Document —
-- Begin --
Donate
10 Feb, 2026
Cooling Cities for the Summer of 2026: Actions, Institutions, and National Direction for India

By AIDMI, India

 

Extreme heat has become a defining condition of urban life in India. Each summer now arrives earlier, lasts longer, and places increasing strain on health systems, livelihoods, and local economies. As the summer of 2026 approaches, effective cooling requires alignment between immediate actions, state-level institutional support, and national policy direction. Together, these form the foundation for enduring extreme heat in cities.

 

Key Cooling Actions for the Summer of 2026

The most urgent cooling actions for 2026 are those that can be implemented before and during peak heat, using existing systems and local capacity. First, cities must act early, treating heat as a seasonal risk rather than an emergency. Cooling measures—such as water access, shade, ventilation, and service adjustments—should be in place before temperatures cross danger thresholds.

Second, cooling must be prioritised where heat is actually felt: dense neighbourhoods, market areas, transport hubs, public service points, and poorly ventilated housing. Place-based action is more effective than citywide averages.

Third, cities should scale low-cost, high-impact measures. Simple interventions—shade structures, reflective surfaces, improved airflow, and cooling spaces—can significantly reduce heat stress when applied widely. These actions work best when affected people and small businesses are supported to adopt them proactively.
-- End --
Tasks —
**a.** Answer these from the article on cooling cities:
(i) Who is named as the author?
(ii) As what kind of risk should cities treat heat?
(iii) Which places are listed where cooling must be prioritized?
**b.** Carry on writing the article on cooling cities, picking up right after its final sentence.
The listing has no connection to the article on cooling cities.

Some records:
-- Begin --
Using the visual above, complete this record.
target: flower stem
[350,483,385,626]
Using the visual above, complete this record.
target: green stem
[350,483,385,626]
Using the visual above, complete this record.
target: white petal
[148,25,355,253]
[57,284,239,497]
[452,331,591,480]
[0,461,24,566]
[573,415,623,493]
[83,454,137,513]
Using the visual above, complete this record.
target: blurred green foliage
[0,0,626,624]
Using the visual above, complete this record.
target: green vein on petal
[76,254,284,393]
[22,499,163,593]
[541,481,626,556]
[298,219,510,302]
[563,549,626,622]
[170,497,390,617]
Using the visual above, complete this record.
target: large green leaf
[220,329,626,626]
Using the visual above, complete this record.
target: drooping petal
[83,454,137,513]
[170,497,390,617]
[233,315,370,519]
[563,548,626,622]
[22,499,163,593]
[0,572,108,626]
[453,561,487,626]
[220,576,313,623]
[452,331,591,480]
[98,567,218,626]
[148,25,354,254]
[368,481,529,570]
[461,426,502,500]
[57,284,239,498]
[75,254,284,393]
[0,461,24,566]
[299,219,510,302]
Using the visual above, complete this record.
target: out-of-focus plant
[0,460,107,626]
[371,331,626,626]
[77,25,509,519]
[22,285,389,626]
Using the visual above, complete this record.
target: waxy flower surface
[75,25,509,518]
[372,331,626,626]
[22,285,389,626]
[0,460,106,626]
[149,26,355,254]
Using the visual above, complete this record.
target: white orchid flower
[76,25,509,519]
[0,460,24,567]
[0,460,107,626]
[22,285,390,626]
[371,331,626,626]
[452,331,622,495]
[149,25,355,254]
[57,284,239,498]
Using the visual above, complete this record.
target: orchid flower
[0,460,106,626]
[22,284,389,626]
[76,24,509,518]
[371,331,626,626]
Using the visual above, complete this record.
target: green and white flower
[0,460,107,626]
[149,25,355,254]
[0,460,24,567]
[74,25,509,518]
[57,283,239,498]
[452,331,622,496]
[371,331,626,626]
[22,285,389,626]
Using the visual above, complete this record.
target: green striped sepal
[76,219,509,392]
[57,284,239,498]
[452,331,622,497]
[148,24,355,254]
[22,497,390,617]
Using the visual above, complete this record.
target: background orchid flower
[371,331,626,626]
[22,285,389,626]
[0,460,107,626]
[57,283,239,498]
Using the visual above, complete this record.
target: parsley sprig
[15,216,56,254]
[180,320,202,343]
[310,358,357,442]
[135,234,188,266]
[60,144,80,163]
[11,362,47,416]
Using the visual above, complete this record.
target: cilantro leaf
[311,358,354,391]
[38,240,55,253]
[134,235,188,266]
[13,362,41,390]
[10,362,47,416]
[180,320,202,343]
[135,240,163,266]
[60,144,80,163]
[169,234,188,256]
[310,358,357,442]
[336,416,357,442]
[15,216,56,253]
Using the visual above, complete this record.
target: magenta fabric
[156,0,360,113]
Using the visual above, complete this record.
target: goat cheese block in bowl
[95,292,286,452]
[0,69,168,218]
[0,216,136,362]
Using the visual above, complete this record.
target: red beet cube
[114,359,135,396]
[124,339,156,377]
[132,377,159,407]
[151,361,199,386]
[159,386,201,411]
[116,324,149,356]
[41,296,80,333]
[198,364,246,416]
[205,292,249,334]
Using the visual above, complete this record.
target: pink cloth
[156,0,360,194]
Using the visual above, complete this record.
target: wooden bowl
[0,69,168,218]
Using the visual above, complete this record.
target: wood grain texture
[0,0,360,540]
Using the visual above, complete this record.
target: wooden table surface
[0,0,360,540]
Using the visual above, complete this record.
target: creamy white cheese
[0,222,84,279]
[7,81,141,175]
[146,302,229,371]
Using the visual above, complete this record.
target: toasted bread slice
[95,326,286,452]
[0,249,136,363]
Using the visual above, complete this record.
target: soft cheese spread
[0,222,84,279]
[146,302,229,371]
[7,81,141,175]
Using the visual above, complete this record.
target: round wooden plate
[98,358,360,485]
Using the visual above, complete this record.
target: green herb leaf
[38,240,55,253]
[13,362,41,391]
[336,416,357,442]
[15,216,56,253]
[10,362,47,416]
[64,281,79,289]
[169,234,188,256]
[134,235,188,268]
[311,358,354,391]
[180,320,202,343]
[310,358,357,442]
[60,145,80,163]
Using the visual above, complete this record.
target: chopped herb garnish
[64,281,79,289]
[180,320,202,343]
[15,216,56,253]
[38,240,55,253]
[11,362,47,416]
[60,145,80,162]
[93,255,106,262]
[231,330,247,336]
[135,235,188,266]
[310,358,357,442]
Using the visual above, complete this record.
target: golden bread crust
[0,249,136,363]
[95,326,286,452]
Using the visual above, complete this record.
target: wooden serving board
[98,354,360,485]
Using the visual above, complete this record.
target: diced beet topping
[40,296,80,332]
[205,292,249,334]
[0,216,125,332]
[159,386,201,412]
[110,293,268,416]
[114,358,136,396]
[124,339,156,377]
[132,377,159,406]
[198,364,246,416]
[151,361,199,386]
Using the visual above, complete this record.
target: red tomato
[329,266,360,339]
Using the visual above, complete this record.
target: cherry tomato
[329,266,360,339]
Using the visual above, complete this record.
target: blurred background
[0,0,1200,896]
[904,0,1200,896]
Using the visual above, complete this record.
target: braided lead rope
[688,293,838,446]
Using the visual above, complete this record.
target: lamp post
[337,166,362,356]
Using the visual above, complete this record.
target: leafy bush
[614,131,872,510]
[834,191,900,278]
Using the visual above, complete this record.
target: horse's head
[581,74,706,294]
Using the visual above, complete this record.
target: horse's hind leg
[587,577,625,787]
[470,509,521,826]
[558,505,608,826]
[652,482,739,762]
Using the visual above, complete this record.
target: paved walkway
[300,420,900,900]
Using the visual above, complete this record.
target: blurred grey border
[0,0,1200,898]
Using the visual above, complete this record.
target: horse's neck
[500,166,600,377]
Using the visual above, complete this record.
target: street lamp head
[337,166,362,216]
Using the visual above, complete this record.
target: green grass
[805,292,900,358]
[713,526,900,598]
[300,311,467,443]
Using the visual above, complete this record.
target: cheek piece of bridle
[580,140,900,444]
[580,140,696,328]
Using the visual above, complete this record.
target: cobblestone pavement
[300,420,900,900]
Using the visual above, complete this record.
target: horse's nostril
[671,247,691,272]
-- End --
Answers to the tasks —
**a.**
(i) AIDMI, India.
(ii) A seasonal risk rather than an emergency.
(iii) Dense neighborhoods, market areas, transport hubs, public service points, and poorly ventilated housing.

**b.**
How and Where SDMAs Can Support Local Cooling Initiatives

State Disaster Management Authorities (SDMAs) play a critical enabling role in turning cooling intent into action. SDMAs can support local cooling initiatives by translating heat warnings into operational guidance, issuing clear standard operating procedures that specify what districts and cities should do as temperatures rise.

SDMAs can also enable the preventive use of disaster management funds for cooling measures before peak heat, recognising cooling as disaster risk reduction rather than post-impact relief. Their coordination mandate allows them to align health, urban development, water, labour, and housing departments around shared cooling priorities.

In terms of location, SDMA support is most impactful in high-exposure urban areas, small-business and livelihood zones, public and community spaces, and housing with high indoor heat stress, especially where night-time temperatures remain high.

 

Top Three Cooling Directions from NDMA of India

The National Disaster Management Authority (NDMA) provides clear national direction that underpins these efforts.

First, NDMA emphasises preparedness over response, calling for anticipatory planning and early action.

Second, it stresses prioritised protection of those most exposed to heat, recognising unequal risk.

Third, NDMA highlights the need to integrate cooling into everyday governance, embedding heat management within routine service delivery rather than treating it as a stand-alone intervention.

 

Key Points:

·         Act early – plan cooling before heat peaks.

·         Target hotspots – cool where heat is felt.

·         Enable local action – support simple cooling solutions.

 

Conclusion

Cooling for the summer of 2026 is not about inventing new solutions; it is about acting early, targeting wisely, and aligning local action with state support and national direction. When cities, SDMAs, and NDMA priorities work together, cooling becomes not just an emergency response but a sustained strategy for enduring extreme heat.

 

“२०२६ च्या उन्हाळ्यासाठी आत्ताच कृती करणे आवश्यक आहे. स्थानिक कृती, राज्यांचा पाठिंबा आणि राष्ट्रीय दिशा एकत्र आणणे गरजेचे आहे.”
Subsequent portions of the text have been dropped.